▶ Activity
Output exactly the lines from the one holding "Target: beige stucco wall" through the final line of the entries.

▶ Point-per-instance localization data
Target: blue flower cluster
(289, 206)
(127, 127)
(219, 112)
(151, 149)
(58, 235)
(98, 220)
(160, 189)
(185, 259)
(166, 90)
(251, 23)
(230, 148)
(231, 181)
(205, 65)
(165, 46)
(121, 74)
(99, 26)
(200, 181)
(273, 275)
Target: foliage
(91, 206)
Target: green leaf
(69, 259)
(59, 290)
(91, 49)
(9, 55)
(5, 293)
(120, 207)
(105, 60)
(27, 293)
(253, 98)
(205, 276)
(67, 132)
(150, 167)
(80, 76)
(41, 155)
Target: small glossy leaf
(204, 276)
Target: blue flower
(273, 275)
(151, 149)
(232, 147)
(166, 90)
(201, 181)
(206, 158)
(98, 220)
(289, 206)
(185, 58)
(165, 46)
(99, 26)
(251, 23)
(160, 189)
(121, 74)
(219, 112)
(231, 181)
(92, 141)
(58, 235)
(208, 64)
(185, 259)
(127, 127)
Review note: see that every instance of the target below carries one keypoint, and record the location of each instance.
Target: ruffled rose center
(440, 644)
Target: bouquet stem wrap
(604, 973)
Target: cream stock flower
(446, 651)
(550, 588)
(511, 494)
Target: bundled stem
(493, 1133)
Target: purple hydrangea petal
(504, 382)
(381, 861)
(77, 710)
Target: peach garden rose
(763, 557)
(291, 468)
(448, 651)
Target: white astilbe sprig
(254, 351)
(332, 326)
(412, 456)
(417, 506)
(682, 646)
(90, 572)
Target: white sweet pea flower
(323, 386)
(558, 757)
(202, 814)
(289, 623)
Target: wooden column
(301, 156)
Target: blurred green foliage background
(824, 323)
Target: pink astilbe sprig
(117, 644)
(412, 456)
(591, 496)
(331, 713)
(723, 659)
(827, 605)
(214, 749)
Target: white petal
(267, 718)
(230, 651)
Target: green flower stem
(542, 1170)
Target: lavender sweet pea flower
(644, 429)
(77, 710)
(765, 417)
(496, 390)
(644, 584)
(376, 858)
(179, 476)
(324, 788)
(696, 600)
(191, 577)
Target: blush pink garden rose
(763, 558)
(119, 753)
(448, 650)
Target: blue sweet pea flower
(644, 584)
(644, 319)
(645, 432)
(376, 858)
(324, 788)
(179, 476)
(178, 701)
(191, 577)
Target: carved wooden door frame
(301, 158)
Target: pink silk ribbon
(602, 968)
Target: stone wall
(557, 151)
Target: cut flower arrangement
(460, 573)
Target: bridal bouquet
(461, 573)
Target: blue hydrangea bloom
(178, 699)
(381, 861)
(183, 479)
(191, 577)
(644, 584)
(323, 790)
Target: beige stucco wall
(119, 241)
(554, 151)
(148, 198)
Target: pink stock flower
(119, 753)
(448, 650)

▶ Written response
Target: beige stucco wall
(119, 241)
(554, 151)
(148, 198)
Target: pink stock flower
(119, 753)
(448, 650)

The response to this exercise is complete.